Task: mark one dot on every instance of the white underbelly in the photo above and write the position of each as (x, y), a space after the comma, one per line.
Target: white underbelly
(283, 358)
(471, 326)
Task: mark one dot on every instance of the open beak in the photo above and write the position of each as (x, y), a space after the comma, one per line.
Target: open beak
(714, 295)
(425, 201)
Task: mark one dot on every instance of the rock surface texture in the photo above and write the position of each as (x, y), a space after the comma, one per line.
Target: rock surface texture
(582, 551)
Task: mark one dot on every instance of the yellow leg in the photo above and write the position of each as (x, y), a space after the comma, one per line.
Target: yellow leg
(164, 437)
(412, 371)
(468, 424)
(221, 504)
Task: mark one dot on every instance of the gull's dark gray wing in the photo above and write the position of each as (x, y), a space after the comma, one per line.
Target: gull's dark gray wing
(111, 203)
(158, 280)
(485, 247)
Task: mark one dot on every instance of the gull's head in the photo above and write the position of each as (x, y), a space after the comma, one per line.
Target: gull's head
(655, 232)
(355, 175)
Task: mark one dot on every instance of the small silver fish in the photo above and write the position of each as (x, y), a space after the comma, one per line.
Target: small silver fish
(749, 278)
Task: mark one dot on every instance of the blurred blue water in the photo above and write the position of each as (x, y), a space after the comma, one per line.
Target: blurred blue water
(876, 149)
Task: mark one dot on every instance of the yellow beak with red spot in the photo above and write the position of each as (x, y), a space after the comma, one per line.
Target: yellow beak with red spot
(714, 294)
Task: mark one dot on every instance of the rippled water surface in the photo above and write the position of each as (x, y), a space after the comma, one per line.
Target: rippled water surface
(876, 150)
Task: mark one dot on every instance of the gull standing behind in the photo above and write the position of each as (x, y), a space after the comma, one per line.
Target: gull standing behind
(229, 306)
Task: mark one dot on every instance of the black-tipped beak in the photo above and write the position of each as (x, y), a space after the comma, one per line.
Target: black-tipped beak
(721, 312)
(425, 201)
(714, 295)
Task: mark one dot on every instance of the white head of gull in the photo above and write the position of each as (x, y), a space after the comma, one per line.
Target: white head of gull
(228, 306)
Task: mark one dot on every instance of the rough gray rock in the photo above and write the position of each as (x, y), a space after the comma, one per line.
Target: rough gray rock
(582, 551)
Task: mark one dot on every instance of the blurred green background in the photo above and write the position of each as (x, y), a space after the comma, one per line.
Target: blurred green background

= = = =

_PROMPT:_
Starting at the line that contains "Task: mark one dot on every instance of the rippled" and continuing through the end of the material, copy out every line, with each coordinate value in the answers shifted up by 48.

_RESULT FOR THIS EXERCISE:_
Task: mark one dot on every instance of the rippled water surface in the photo above and write the position of each as (x, y), a space after the comma, one per line.
Target: rippled water surface
(924, 198)
Task: mark one dot on every instance of the gull standing behind in the photo above and write the position of each as (x, y), a space after the comma, one per line.
Target: gull standing behind
(277, 354)
Task: mark one dot on every instance of the black-tipped beak in the photo above and write the position of each as (x, y), a space after the comma, one per line.
Target: black-tipped beak
(769, 360)
(473, 249)
(762, 343)
Task: mark one dot on every instance of the white head of gull in the photo above and write the position of each as (x, y), a space after the comma, one per line.
Target: white head of gull
(276, 354)
Task: mark one dot on every instance of the rough gray rock in the photo above and write the position of each as (x, y), a space after the comma, one per line.
Target: rough gray rock
(630, 599)
Task: mark one dot on every instance of the blurred green background in the photo above and write the position of each as (x, y), a space after the comma, one per line.
Target: blurred green background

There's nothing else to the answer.